Start of Supplied records
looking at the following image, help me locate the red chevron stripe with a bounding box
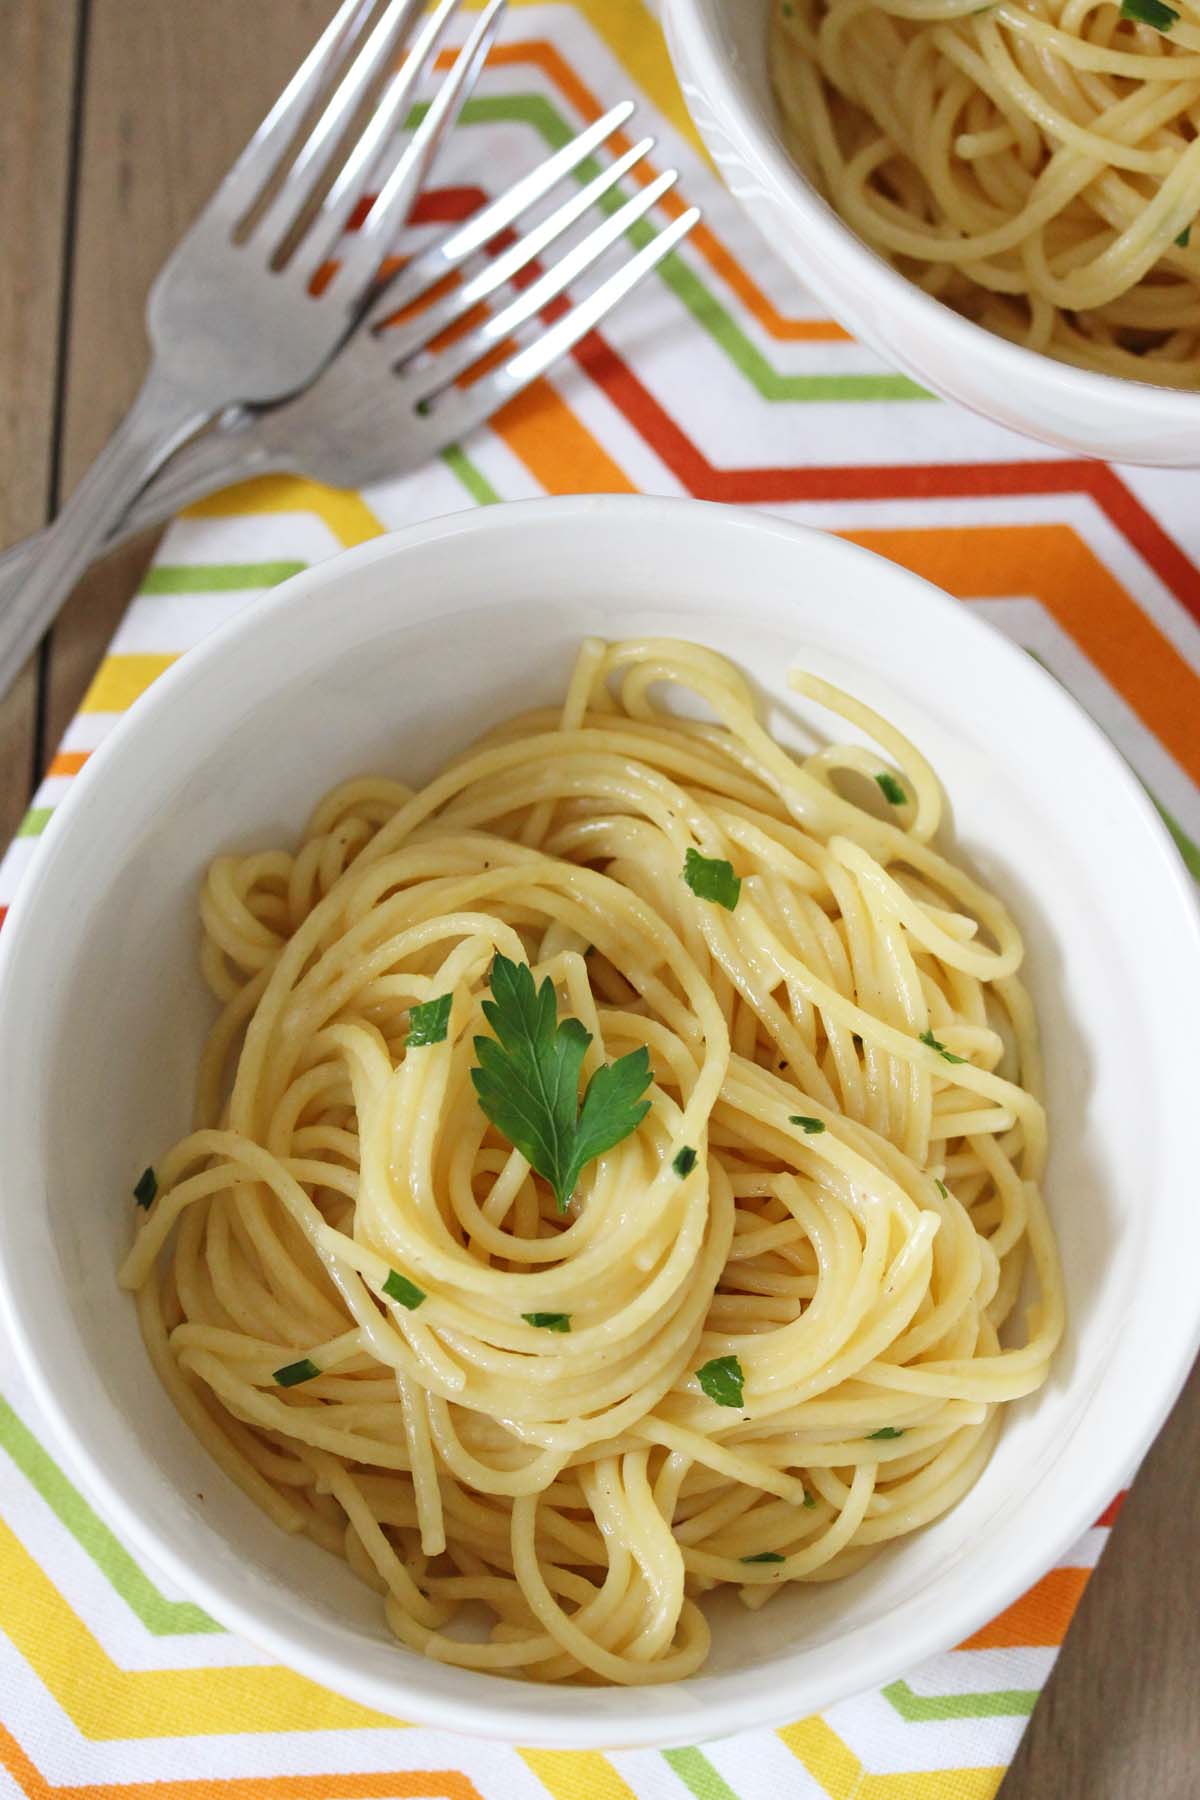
[569,333,1200,629]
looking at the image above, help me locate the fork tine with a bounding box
[373,132,654,364]
[399,168,680,394]
[249,0,429,257]
[332,0,506,296]
[420,205,699,443]
[218,0,378,219]
[373,99,637,320]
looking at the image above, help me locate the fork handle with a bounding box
[0,412,277,592]
[0,364,211,704]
End of Supplied records
How to complete this task: Set down the records again exactly as they appear, leaving each picture behind.

Answer below:
looking at the following image, help me locate the red chevron stripe with a bounding box
[569,333,1200,629]
looking at the image above, help me locate the fork tine with a bounding box
[373,132,654,364]
[399,168,680,394]
[249,0,429,257]
[332,0,506,296]
[420,205,699,443]
[218,0,378,219]
[373,99,637,320]
looking at the image above, help me locate the fork handle with a bounding box
[0,412,277,592]
[0,364,211,704]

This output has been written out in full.